> **Your goal**:
At the line containing "Get the bounding box for every red", begin repeating lines exactly, and stop only after the final line of the records below.

____ Provided data

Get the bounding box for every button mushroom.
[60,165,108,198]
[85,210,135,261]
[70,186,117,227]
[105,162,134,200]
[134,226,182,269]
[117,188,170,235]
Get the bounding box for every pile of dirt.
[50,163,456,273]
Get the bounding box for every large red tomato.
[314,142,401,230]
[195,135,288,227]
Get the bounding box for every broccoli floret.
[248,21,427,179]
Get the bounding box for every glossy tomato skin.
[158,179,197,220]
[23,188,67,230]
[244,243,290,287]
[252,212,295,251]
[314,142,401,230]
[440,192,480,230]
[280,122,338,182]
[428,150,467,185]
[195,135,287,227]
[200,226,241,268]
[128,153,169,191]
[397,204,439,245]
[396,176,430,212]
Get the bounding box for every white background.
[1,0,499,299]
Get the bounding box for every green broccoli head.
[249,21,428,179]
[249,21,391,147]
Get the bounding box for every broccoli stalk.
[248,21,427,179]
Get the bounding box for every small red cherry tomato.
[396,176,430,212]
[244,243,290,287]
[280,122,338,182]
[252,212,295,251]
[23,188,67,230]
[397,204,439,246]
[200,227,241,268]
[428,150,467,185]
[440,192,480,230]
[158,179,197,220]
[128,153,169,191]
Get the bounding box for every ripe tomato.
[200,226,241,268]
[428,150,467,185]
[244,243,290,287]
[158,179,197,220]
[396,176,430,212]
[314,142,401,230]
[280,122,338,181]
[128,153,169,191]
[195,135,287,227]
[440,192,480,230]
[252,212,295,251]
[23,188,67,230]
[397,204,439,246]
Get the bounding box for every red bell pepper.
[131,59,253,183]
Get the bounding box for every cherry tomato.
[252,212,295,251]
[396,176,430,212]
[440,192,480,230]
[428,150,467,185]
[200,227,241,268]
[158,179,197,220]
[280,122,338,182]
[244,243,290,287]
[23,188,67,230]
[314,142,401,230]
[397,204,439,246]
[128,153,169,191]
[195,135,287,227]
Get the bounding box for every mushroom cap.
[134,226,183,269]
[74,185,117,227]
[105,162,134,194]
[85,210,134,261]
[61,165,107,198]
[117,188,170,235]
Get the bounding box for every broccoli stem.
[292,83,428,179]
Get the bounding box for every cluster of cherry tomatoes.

________

> **Response box**:
Get the bounding box for every red bell pepper.
[131,59,253,183]
Get the bounding box for every cherry tomato.
[252,212,295,251]
[396,176,430,212]
[440,192,480,230]
[428,150,467,185]
[200,227,241,268]
[158,179,197,220]
[280,122,338,182]
[244,243,290,287]
[23,188,67,230]
[314,142,401,230]
[397,204,439,246]
[128,153,169,191]
[195,135,287,227]
Get the bounding box for every mushroom cap.
[134,226,183,269]
[74,185,117,227]
[105,162,134,194]
[85,210,134,261]
[61,165,107,198]
[117,188,170,235]
Get the bounding box for every broccoli stem.
[292,83,428,179]
Get the bounding box for every cluster of cherry tomatoes.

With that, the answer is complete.